**Exercise prompt**
Copy out the review of Dark Matter below in full, word for word, with nothing changed.

**Given passage**
________________

Dark Matter

Author: Michelle paver
ISBN: 9781409121183
Price: £7.99
Publisher: Orion

A Review By Rev David Boulton

I am almost inordinately fond of ghost stories, but in a long career of reading them and writing them (I began reading ghost stories in earnest when I was about ten or so) I have only come across two which made me feel genuinely uneasy: The House on The Borderland, By William Hope Hodgson, and now Dark Matter by Michelle Paver.

The Observer newspaper literary critic wrote that it is a test of a good ghost story that the reader feels panic when reading it in bed at midnight. I found the story sufficiently eerie to give rise to a feeling of unease when sitting reading in my chair on a summer’s evening. The suspense, and sense of something not quite right, something uncanny, builds slowly and inexorably from the start.

Ms Paver wonderfully conjures the frozen wastes of the arctic circle, the oppressive nature of the polar night with its strangeness, its dawnless days and the utter, bewildering silence of the barren, icy wilderness. This masterly evocation of place and atmosphere contributes to the steady building of suspense until this reader’s nerves were almost at screaming point.

________________

**The data**
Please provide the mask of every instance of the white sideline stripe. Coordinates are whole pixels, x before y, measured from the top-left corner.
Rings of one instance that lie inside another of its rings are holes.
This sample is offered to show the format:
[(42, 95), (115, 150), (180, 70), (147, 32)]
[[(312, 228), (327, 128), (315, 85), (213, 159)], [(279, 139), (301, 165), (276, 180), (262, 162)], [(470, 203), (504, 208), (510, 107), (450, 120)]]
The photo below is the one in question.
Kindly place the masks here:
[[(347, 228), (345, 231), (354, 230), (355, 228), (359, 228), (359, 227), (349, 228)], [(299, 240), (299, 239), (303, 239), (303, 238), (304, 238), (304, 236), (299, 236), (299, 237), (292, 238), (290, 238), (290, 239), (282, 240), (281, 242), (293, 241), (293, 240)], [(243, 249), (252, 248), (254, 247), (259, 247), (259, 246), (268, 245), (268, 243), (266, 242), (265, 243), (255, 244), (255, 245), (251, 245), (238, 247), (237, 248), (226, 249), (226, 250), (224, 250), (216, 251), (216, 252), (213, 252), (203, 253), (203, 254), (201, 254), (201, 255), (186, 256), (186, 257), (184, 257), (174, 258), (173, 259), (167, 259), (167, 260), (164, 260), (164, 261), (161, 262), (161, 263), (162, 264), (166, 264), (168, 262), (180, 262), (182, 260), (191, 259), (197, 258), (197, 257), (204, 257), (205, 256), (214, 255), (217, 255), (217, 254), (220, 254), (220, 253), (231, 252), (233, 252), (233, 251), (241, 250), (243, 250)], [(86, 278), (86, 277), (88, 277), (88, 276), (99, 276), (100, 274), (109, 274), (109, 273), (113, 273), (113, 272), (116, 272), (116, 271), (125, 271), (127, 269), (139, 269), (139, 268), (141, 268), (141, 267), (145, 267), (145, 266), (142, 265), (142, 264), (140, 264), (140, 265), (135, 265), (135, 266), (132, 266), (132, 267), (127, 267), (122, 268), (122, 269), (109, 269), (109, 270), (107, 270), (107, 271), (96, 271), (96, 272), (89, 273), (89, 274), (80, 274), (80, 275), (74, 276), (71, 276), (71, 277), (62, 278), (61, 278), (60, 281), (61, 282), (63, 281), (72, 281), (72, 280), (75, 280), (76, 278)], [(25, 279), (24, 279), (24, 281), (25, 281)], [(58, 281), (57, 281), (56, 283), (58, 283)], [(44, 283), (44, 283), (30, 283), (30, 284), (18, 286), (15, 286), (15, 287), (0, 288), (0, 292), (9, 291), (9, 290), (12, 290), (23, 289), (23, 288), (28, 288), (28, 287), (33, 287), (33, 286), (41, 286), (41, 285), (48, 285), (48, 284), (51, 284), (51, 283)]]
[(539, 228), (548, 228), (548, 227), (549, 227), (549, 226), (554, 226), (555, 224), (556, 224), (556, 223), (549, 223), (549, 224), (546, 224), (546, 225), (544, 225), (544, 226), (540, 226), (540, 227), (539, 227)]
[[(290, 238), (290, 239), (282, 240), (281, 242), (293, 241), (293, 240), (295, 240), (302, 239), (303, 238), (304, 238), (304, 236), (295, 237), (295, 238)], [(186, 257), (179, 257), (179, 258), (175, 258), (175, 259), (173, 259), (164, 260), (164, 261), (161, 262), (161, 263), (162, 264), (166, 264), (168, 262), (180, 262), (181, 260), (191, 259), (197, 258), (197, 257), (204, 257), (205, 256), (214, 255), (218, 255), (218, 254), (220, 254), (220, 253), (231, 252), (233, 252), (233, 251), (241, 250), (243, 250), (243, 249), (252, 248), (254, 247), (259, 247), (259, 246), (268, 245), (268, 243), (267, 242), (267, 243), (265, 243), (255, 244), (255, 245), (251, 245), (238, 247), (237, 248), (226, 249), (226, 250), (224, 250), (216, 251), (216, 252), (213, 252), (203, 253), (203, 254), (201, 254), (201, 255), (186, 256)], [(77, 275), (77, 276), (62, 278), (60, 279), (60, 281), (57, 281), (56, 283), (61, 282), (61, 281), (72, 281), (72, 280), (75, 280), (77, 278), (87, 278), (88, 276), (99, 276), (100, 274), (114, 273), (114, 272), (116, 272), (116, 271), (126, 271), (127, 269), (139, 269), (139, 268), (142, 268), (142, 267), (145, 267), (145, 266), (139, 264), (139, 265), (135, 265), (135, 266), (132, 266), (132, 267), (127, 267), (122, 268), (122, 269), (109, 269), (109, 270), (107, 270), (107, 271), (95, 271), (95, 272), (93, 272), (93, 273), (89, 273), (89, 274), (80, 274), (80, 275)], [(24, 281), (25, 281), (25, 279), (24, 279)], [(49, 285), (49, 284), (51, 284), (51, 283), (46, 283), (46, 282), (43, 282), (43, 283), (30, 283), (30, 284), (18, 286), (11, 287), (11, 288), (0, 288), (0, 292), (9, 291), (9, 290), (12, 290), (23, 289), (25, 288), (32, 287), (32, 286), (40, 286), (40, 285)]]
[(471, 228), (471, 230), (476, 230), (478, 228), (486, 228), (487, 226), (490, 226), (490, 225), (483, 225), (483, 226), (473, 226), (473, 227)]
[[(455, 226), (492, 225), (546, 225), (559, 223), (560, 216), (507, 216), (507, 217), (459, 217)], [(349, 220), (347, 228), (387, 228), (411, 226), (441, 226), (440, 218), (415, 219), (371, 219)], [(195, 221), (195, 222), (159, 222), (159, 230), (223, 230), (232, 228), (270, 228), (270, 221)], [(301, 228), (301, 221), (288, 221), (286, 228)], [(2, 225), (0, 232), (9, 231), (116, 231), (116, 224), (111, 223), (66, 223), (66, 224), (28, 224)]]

________________

**Answer to this exercise**
Dark Matter

Author: Michelle paver
ISBN: 9781409121183
Price: £7.99
Publisher: Orion

A Review By Rev David Boulton

I am almost inordinately fond of ghost stories, but in a long career of reading them and writing them (I began reading ghost stories in earnest when I was about ten or so) I have only come across two which made me feel genuinely uneasy: The House on The Borderland, By William Hope Hodgson, and now Dark Matter by Michelle Paver.

The Observer newspaper literary critic wrote that it is a test of a good ghost story that the reader feels panic when reading it in bed at midnight. I found the story sufficiently eerie to give rise to a feeling of unease when sitting reading in my chair on a summer’s evening. The suspense, and sense of something not quite right, something uncanny, builds slowly and inexorably from the start.

Ms Paver wonderfully conjures the frozen wastes of the arctic circle, the oppressive nature of the polar night with its strangeness, its dawnless days and the utter, bewildering silence of the barren, icy wilderness. This masterly evocation of place and atmosphere contributes to the steady building of suspense until this reader’s nerves were almost at screaming point.